- Written problem: Starting at the line with "In this picture, where can the pedestrian", transcribe each line through the final one, both included, and add nothing.

- Entries provided:
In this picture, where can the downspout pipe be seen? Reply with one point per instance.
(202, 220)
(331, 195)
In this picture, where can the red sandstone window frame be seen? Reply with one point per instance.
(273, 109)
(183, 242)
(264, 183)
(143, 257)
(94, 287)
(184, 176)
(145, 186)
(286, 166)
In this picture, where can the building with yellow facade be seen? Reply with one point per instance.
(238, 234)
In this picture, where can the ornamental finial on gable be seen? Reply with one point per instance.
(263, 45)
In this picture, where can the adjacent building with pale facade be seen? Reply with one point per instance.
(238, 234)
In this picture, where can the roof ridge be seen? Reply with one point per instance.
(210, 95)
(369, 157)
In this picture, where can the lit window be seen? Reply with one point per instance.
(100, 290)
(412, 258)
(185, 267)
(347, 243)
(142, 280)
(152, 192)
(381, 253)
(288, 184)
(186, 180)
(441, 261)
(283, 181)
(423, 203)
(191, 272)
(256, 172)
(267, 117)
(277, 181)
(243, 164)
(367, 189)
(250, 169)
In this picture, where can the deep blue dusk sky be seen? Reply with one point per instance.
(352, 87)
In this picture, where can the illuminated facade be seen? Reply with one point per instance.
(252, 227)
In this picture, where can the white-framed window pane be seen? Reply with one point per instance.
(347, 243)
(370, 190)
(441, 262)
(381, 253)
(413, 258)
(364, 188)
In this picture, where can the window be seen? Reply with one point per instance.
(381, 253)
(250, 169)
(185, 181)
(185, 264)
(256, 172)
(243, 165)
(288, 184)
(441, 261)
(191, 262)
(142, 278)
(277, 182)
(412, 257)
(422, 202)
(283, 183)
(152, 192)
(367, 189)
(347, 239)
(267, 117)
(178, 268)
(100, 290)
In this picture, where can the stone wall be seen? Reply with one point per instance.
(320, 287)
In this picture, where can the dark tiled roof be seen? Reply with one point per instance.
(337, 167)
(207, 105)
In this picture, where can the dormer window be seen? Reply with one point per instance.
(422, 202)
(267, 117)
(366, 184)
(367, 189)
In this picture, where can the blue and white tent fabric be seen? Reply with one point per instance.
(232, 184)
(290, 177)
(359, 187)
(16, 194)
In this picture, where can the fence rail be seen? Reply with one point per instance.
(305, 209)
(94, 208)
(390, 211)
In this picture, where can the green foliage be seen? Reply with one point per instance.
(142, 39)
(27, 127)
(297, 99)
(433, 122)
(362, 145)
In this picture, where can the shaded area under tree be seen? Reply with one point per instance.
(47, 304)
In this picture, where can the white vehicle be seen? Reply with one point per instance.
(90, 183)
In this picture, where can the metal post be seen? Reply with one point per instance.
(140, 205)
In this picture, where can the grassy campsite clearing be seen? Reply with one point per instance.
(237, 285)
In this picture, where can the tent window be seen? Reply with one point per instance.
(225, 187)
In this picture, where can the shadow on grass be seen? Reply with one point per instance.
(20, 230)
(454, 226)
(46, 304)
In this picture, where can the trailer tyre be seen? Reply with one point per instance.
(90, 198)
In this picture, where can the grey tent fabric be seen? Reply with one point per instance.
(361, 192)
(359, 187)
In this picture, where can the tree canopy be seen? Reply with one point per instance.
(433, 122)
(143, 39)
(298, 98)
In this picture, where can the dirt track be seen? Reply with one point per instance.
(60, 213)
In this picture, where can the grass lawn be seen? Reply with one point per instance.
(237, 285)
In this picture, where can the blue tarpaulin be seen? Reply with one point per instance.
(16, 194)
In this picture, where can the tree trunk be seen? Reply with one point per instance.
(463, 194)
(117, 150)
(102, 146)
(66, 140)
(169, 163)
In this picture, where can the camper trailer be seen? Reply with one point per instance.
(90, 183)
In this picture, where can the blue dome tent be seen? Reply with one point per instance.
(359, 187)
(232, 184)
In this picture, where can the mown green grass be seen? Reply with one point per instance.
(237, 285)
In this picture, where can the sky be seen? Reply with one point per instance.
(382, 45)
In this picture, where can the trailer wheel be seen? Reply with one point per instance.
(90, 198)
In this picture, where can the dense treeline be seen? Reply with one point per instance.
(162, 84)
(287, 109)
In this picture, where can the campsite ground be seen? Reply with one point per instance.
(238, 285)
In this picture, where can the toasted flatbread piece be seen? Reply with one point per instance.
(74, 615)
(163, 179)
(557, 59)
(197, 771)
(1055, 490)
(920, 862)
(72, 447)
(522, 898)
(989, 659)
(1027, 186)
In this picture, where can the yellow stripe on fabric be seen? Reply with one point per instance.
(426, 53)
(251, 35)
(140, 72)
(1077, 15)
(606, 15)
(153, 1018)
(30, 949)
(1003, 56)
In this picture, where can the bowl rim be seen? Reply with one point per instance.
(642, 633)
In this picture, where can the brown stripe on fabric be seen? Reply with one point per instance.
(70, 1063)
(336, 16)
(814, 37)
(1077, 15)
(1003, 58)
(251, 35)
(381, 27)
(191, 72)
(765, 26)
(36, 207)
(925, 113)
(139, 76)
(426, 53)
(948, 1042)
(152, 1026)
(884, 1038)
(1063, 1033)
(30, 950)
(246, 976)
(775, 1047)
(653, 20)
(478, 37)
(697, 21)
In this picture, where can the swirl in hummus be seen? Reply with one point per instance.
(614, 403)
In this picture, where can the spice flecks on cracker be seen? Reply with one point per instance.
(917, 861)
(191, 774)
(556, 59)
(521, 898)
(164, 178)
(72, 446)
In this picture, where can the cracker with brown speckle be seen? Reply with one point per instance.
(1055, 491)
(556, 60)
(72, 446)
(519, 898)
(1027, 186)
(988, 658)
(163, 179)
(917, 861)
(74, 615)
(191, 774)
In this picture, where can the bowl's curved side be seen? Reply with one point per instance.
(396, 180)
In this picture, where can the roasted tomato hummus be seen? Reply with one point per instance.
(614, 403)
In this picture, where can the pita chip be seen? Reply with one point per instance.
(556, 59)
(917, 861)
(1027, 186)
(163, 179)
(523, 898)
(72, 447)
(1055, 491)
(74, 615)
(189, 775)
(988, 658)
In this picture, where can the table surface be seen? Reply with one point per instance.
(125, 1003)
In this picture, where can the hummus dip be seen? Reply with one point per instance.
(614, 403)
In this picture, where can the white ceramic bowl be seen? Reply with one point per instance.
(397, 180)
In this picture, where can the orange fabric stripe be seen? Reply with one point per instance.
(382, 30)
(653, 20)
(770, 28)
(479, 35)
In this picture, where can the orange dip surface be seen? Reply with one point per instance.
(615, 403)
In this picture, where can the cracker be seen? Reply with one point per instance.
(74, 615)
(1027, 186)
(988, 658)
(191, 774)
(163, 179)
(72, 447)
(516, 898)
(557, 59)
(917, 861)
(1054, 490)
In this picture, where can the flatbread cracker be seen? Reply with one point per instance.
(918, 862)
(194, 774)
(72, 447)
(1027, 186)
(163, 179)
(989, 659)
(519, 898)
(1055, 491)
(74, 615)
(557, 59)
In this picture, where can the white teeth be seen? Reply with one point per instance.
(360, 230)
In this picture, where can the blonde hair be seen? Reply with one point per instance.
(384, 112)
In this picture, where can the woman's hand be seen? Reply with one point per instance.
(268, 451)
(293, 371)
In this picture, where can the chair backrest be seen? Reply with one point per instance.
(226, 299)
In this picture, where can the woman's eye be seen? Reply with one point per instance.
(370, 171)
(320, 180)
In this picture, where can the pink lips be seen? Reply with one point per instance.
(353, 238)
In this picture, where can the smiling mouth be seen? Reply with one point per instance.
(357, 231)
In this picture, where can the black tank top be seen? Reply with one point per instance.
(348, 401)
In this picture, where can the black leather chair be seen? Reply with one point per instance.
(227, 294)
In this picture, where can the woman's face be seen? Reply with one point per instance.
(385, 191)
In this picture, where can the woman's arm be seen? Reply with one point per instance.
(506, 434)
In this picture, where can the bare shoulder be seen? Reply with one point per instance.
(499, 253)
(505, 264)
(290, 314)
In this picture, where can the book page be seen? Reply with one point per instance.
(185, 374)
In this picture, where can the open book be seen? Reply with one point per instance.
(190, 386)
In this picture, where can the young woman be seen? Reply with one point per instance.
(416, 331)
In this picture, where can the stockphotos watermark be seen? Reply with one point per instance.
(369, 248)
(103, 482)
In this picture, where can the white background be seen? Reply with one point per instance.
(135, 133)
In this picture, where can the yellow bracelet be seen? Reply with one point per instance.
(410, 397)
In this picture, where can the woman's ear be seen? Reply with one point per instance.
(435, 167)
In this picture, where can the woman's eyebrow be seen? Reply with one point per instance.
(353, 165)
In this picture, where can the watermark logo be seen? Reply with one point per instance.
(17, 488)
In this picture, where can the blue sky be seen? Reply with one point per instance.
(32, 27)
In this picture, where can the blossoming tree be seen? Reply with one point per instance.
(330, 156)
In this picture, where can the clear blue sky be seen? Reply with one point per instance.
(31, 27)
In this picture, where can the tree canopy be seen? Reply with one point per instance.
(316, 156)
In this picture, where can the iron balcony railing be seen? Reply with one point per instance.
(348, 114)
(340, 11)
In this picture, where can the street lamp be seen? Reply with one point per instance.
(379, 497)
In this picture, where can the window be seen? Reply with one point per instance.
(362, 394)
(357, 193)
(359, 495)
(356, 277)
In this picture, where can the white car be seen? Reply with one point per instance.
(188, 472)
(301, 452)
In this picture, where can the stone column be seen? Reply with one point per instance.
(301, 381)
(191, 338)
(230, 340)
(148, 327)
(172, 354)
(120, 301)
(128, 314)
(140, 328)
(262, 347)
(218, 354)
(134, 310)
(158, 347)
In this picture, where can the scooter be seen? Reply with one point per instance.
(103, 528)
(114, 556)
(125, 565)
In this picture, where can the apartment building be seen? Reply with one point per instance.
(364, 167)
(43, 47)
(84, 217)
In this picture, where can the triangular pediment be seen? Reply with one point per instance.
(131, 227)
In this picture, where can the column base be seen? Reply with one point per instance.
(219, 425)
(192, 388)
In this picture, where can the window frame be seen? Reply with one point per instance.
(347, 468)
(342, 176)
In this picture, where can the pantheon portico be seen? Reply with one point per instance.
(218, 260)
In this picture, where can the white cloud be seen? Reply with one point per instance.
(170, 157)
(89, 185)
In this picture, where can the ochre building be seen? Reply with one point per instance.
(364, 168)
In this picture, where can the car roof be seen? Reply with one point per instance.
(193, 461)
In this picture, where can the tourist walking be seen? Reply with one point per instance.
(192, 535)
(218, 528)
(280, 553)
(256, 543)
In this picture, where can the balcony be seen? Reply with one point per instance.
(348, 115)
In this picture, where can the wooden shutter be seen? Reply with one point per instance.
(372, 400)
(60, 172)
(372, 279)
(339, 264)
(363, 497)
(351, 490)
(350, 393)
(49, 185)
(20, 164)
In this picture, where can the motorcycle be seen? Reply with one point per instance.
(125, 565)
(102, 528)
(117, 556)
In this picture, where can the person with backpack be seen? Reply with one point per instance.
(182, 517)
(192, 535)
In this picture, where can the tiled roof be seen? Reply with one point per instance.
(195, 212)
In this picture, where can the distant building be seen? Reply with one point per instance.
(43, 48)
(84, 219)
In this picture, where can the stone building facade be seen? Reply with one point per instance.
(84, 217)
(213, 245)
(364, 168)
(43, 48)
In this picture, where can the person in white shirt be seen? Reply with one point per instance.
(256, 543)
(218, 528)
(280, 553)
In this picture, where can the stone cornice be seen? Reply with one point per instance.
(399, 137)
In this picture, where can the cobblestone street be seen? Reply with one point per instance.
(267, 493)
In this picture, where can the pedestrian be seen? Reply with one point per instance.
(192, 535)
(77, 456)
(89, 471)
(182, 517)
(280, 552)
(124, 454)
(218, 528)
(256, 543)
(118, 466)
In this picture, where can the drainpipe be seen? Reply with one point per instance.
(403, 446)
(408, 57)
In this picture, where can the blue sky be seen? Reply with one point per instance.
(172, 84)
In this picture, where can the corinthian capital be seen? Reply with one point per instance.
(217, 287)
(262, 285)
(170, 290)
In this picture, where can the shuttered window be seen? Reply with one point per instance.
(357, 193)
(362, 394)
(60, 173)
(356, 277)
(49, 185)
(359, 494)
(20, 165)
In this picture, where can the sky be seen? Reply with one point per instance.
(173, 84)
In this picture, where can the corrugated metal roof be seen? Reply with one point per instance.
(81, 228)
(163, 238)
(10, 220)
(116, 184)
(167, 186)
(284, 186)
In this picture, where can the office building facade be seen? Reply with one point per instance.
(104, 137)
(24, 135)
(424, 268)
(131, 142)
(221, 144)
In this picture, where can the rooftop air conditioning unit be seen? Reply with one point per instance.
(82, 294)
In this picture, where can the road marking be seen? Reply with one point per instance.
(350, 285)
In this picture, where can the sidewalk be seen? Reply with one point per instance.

- Complete answer:
In this picture, where can the pedestrian be seen? Reply with one point per instance.
(192, 535)
(77, 456)
(89, 471)
(182, 517)
(280, 552)
(124, 454)
(218, 528)
(256, 543)
(118, 466)
In this picture, where can the drainpipe be seen? Reply with one point per instance.
(403, 446)
(408, 57)
In this picture, where can the blue sky be seen? Reply with one point per instance.
(172, 84)
In this picture, where can the corinthian capital be seen? Reply with one point per instance.
(217, 287)
(262, 285)
(170, 290)
In this picture, where can the shuttered window be seen? Reply with one point per instance.
(357, 193)
(362, 394)
(60, 173)
(356, 277)
(49, 185)
(359, 494)
(20, 165)
In this picture, where can the sky be seen? Reply with one point per instance.
(173, 84)
In this picture, where can the corrugated metal roof be seen? Reply with one point per instance.
(81, 228)
(163, 238)
(10, 220)
(116, 184)
(167, 186)
(284, 186)
In this picture, where can the office building facade be seen? Reply with one point per instance.
(104, 137)
(24, 135)
(424, 268)
(131, 142)
(221, 144)
In this picture, where can the rooftop air conditioning unit be seen? Reply with one point per instance.
(82, 294)
In this picture, where can the road marking be seen? Reply with one point per instance.
(350, 285)
In this picture, where can the sidewalk be seen? Reply with one point per instance.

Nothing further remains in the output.